▸ Records for this exercise:
Segment Open

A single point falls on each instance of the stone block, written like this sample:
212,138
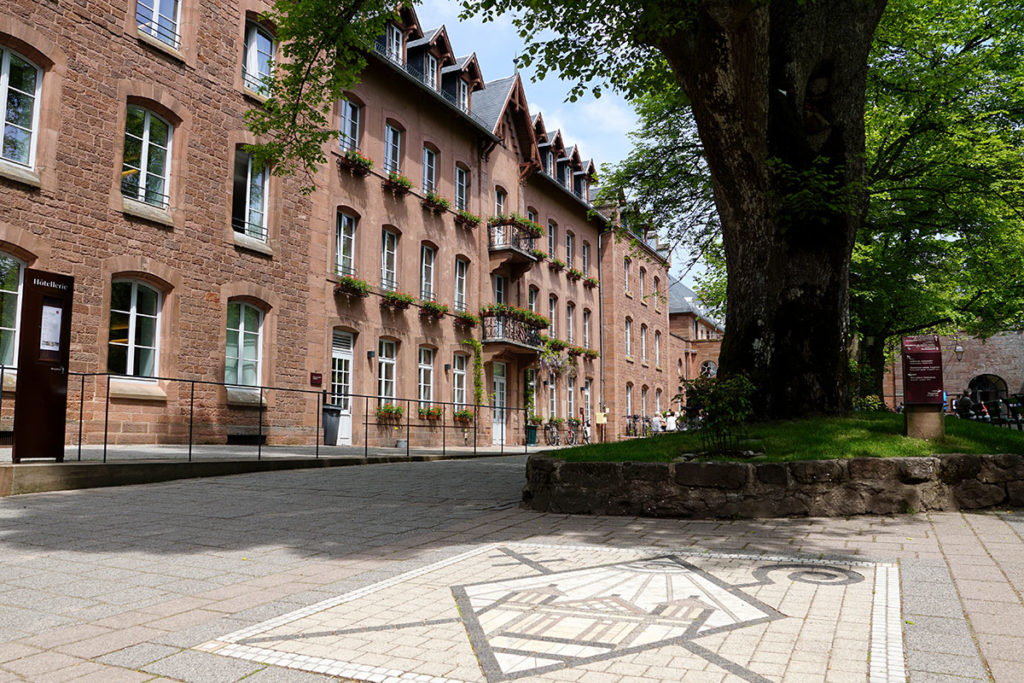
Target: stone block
775,474
956,468
816,471
713,475
915,470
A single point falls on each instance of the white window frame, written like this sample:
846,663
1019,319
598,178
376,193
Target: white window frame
350,125
5,55
253,79
133,316
345,244
242,331
461,187
429,170
16,330
459,365
428,256
143,167
389,262
425,376
461,273
386,371
392,148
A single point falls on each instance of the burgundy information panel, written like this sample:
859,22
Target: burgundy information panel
922,371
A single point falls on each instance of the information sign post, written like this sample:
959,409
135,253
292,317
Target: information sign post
44,341
923,407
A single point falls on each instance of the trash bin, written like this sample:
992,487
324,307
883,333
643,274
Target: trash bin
530,434
332,420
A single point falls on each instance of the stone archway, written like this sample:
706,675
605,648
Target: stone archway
987,387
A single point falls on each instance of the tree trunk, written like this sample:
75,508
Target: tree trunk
777,91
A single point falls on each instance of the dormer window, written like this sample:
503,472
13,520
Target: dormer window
430,72
394,43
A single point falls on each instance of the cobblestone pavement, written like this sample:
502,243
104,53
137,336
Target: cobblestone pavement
430,571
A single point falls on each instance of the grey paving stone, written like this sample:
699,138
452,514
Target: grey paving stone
202,668
138,655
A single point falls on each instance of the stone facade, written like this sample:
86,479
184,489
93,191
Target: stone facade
66,211
814,487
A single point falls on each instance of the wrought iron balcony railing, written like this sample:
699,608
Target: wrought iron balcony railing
507,329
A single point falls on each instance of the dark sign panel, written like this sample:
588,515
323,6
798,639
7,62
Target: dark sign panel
41,397
922,371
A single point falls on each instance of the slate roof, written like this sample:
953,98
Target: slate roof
487,103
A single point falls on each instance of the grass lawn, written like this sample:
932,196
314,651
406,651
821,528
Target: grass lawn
861,435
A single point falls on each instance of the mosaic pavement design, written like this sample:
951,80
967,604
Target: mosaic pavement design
516,610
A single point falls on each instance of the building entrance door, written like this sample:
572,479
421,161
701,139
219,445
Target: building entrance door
341,383
500,397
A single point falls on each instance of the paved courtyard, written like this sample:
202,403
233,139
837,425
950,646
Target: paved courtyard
430,571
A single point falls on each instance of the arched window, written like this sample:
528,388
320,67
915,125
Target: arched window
244,356
133,344
20,88
11,274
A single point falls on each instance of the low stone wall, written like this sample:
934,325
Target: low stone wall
815,487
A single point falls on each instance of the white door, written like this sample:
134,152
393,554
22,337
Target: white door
341,383
499,412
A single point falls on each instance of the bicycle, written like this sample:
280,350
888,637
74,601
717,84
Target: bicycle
551,434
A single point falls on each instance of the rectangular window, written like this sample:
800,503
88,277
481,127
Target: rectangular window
392,150
258,57
249,198
429,170
134,331
427,255
345,245
461,186
389,248
394,43
20,87
385,371
349,126
459,380
461,268
426,376
430,72
146,157
160,19
245,343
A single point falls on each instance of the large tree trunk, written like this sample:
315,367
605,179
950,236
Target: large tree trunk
777,90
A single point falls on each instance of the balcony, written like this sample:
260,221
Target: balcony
510,334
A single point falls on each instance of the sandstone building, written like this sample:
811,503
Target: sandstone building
209,290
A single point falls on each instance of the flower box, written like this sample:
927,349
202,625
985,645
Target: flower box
435,203
396,300
352,287
397,183
355,163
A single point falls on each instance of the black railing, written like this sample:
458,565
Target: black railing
499,329
510,237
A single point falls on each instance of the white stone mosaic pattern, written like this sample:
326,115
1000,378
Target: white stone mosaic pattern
517,610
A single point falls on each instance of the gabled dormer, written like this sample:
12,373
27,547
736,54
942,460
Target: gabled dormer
427,55
460,80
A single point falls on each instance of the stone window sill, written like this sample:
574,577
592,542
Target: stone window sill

Segment Closed

▸ Required work: Write out the whole listing again, exactly, with no pictures.

▸ Problem solution:
A single point falls on each instance of the stone block, written like this sample:
212,138
Target: stone block
775,474
956,468
816,471
713,475
915,470
A single point falls on each instance of the white window frame, written like this sample:
846,663
1019,319
598,178
376,193
Target: white window frame
350,125
5,55
253,79
133,316
345,244
242,331
461,187
429,170
16,330
459,365
428,256
143,167
389,262
425,376
461,273
386,371
392,148
A single point falls on each instance of the burgundy information panel, written like this sample:
859,22
Target: burgundy information panel
922,371
A single point falls on each instance of the information sign post, written like this sample:
959,409
135,253
292,317
Target: information sign post
44,341
923,407
A single point falls on each instance of the trash bin, written like this sample:
992,487
324,307
883,333
643,274
Target: trash bin
530,434
332,420
A single point falls on each instance of the stone archway, written like this sample:
706,675
605,648
Target: stone archway
987,387
A single point falls on each instance of the tree trunk, written like this sample:
75,508
Target: tree trunk
777,91
A single point falls on each instance of the dormer window, written like this sample:
503,472
13,520
Target: dormer window
430,72
394,43
A single point falls on each instance of the cobblestone pavement, written like this sample:
502,243
104,53
137,336
Target: cobblestone pavement
430,571
A single point falls on each instance of the grey paving stone, written like this sample:
699,138
452,514
Target: grey paving stone
202,668
138,655
A single point falls on each instance of the stone facade, written like this sample:
86,479
184,489
93,191
Target: stone facade
66,211
814,487
A single point falls on each instance of the wrought iron balcony railing, written like this sample:
699,608
Target: wrought iron balcony railing
507,329
A single point falls on each instance of the dark sign panel, written like this sample:
588,515
323,6
798,639
7,62
Target: dark sign panel
41,397
922,371
A single point falls on each instance of the slate roof, written like this sample:
953,98
Target: slate roof
487,103
A single point falls on each instance of the grass lawn, written like this sample:
932,196
314,651
406,651
821,528
Target: grass lawn
861,435
A single point falls on each instance of the mosaic pavement design, written like this sample:
951,80
967,604
Target: mosaic pavement design
516,610
A single point falls on each instance of the building entrance door, written like this sample:
572,479
421,161
701,139
219,445
Target: building entrance door
341,383
500,397
A single point falls on each instance of the paved courtyard, written like this sample:
202,403
233,139
837,425
950,646
Target: paved courtyard
430,571
A single point falls on each instance of the arched window, written like this sample:
528,388
320,67
915,125
Target: arched window
244,356
133,344
20,88
11,274
A single point falls on each instance of the low stone wall, written like this sample:
934,325
Target: low stone wall
815,487
A single point falls on each instance of the white door, written like this sample:
134,152
393,554
22,337
Target: white door
341,383
499,412
A single point falls on each instance of the bicycle, written like this sample:
280,350
888,637
74,601
717,84
Target: bicycle
551,434
A single point falls on each instance of the rectangular window, written like this sample:
800,503
88,277
481,127
Target: rectangular window
392,150
258,57
249,198
429,170
134,331
427,255
345,245
461,186
389,248
394,43
20,87
385,371
349,126
459,380
461,268
426,376
430,72
146,157
160,19
245,343
A single point falls on each instance of the large tree trunk, written like this sample:
315,367
605,179
950,236
Target: large tree trunk
777,90
A single point falls on each instance of the balcony, written like this sample:
260,221
Target: balcony
510,334
A single point falls on each instance of the sandstone building, written like this sample:
811,503
Target: sandstone building
209,290
A single point falls on each instance of the flower box, written like this sample:
927,349
202,625
985,645
Target: flower box
435,203
396,300
352,287
397,183
355,163
A single point falls on each instance of the black railing, written like this sample:
458,565
Target: black railing
499,329
510,237
A single point falls on each instance of the white stone mosaic pattern, written like this sample:
326,115
1000,378
Target: white stone mosaic pattern
517,610
A single point falls on each instance of the gabled dormer, written like this sample:
12,373
27,547
736,54
942,460
Target: gabled dormer
427,55
460,80
A single point falls on each instance of the stone window sill, written like this sample:
574,577
592,542
Target: stone window sill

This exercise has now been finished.